→ **Provided text**

start

Jansa and Irons, two self-identifying “car guys,” met in the mid 1980s while cruising Lincoln’s O Street. They made frequent nighttime stops at the Zesto down the road, where they each ordered two large malts.
Irons moved out to California, but Jansa stayed in Nebraska and still farms near Wahoo.
The friends eventually became business partners and approached Harold “Brownie” Brown in the 2000s about buying the Zesto trademark. Brown, the longtime operator of a few Missouri locations, “knew we were in love with the product” and dealt them first the Nebraska trademark and then the federal one, Jansa said.
The original Zestos are mostly grandfathered into the brand, but some locations have licensing or franchise agreements with Jansa and Irons.
The trademark holders recognize that each Zesto has a unique identity, but they hope to ensure customers can get the same rich soft serve at every location. That means prescribing the ice cream machine settings used by the newer stores, Jansa said.
Those machines are usually made by Taylor, the company that spawned Zesto. Jansa said he and Irons established a national account with the firm, which also provides ice cream machines to thousands of McDonald’s locations.
Going forward, Jansa and Irons would like to add Zesto locations near the brand’s existing turf. They’re keen on convincing the Minturns to add a new location in the suburbs south of Omaha. The cousins are considering it.
But they’re also looking to franchise new stores in parts of Zesto’s former footprint. There’s a plan to open one on Los Angeles’ Venice Boardwalk about a year from now, Irons said.
Irons hopes that some of the southern fans visiting Omaha for this year’s College World Series will want to open a store in their hometowns after tasting the downtown location’s product.
“I think there’s a very bright future in Zesto, and we’re really excited about it,” Jansa said. “We just want the story to keep going.”

end

→ **Saved entries**

start

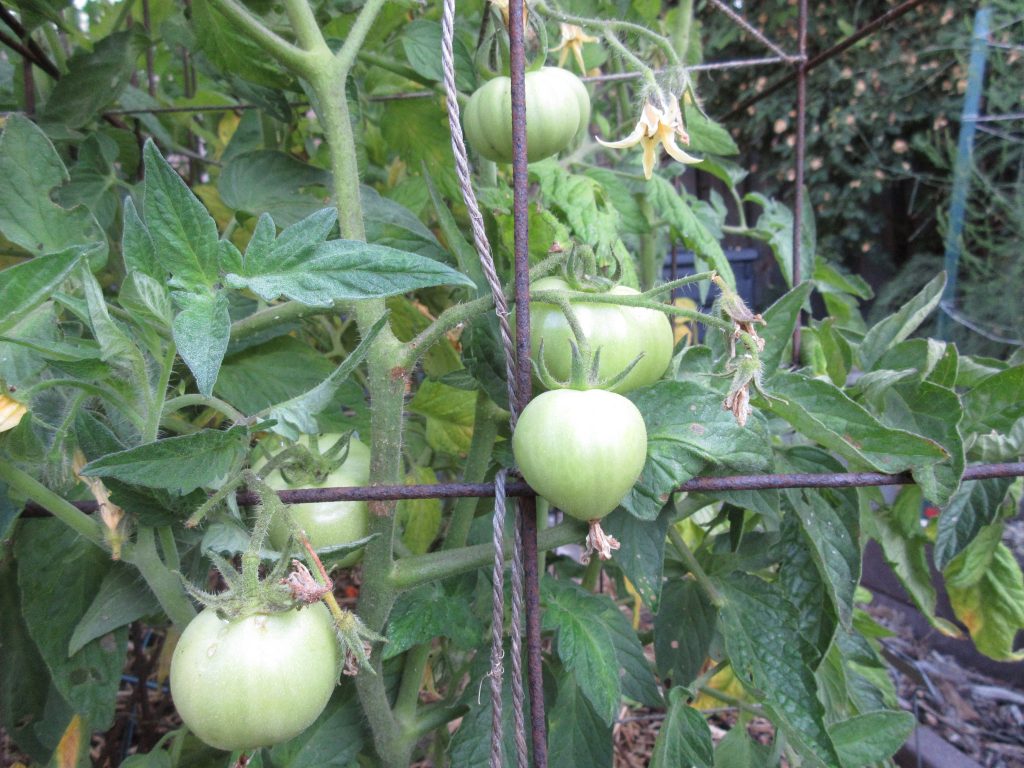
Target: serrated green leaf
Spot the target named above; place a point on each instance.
(822, 412)
(641, 551)
(972, 508)
(30, 170)
(577, 734)
(872, 737)
(52, 604)
(768, 654)
(992, 607)
(635, 671)
(829, 518)
(122, 598)
(202, 330)
(585, 645)
(136, 245)
(26, 286)
(673, 208)
(93, 80)
(26, 680)
(683, 630)
(181, 464)
(995, 402)
(427, 612)
(342, 269)
(269, 373)
(781, 318)
(450, 414)
(421, 517)
(684, 739)
(184, 235)
(333, 740)
(298, 415)
(901, 324)
(688, 429)
(274, 182)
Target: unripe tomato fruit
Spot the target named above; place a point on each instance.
(255, 681)
(581, 450)
(620, 332)
(330, 523)
(557, 110)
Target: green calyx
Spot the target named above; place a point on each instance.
(584, 372)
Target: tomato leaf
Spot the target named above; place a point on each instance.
(673, 208)
(577, 734)
(181, 464)
(684, 737)
(995, 403)
(972, 508)
(687, 430)
(769, 655)
(872, 737)
(683, 630)
(30, 170)
(26, 680)
(822, 412)
(122, 598)
(298, 415)
(335, 738)
(585, 643)
(427, 612)
(901, 324)
(52, 605)
(990, 603)
(184, 235)
(26, 286)
(202, 330)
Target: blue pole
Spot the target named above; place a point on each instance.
(962, 169)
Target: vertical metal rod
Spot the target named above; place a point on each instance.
(965, 153)
(527, 516)
(798, 202)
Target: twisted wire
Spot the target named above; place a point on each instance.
(501, 308)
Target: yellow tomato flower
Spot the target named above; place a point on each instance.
(572, 39)
(10, 413)
(656, 127)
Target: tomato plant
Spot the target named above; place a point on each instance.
(557, 111)
(620, 333)
(581, 450)
(329, 523)
(257, 680)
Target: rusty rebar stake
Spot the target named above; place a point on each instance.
(523, 384)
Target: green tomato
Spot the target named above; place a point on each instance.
(557, 110)
(256, 681)
(330, 523)
(581, 450)
(621, 333)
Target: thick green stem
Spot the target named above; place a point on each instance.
(165, 585)
(412, 571)
(690, 560)
(25, 484)
(480, 448)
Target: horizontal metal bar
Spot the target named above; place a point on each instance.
(696, 484)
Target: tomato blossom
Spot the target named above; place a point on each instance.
(656, 126)
(10, 413)
(572, 39)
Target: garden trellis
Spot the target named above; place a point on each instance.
(532, 540)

end

→ **Task requirements**
• 1. Write out the passage about Zesto word for word, starting at "The friends eventually" and ending at "stores, Jansa said.".
• 2. Put the lines of the saved entries into a Markdown table with the columns Row and Line, starting at the line that contains "Target: garden trellis" and ending at the last line of the saved entries. Give each line its own numbered row and leave out any blank lines.

→ **Solution set**
• 1.
The friends eventually became business partners and approached Harold “Brownie” Brown in the 2000s about buying the Zesto trademark. Brown, the longtime operator of a few Missouri locations, “knew we were in love with the product” and dealt them first the Nebraska trademark and then the federal one, Jansa said.
The original Zestos are mostly grandfathered into the brand, but some locations have licensing or franchise agreements with Jansa and Irons.
The trademark holders recognize that each Zesto has a unique identity, but they hope to ensure customers can get the same rich soft serve at every location. That means prescribing the ice cream machine settings used by the newer stores, Jansa said.

• 2.
| Row | Line |
|---|---|
| 1 | Target: garden trellis |
| 2 | Spot the target named above; place a point on each instance. |
| 3 | (532, 540) |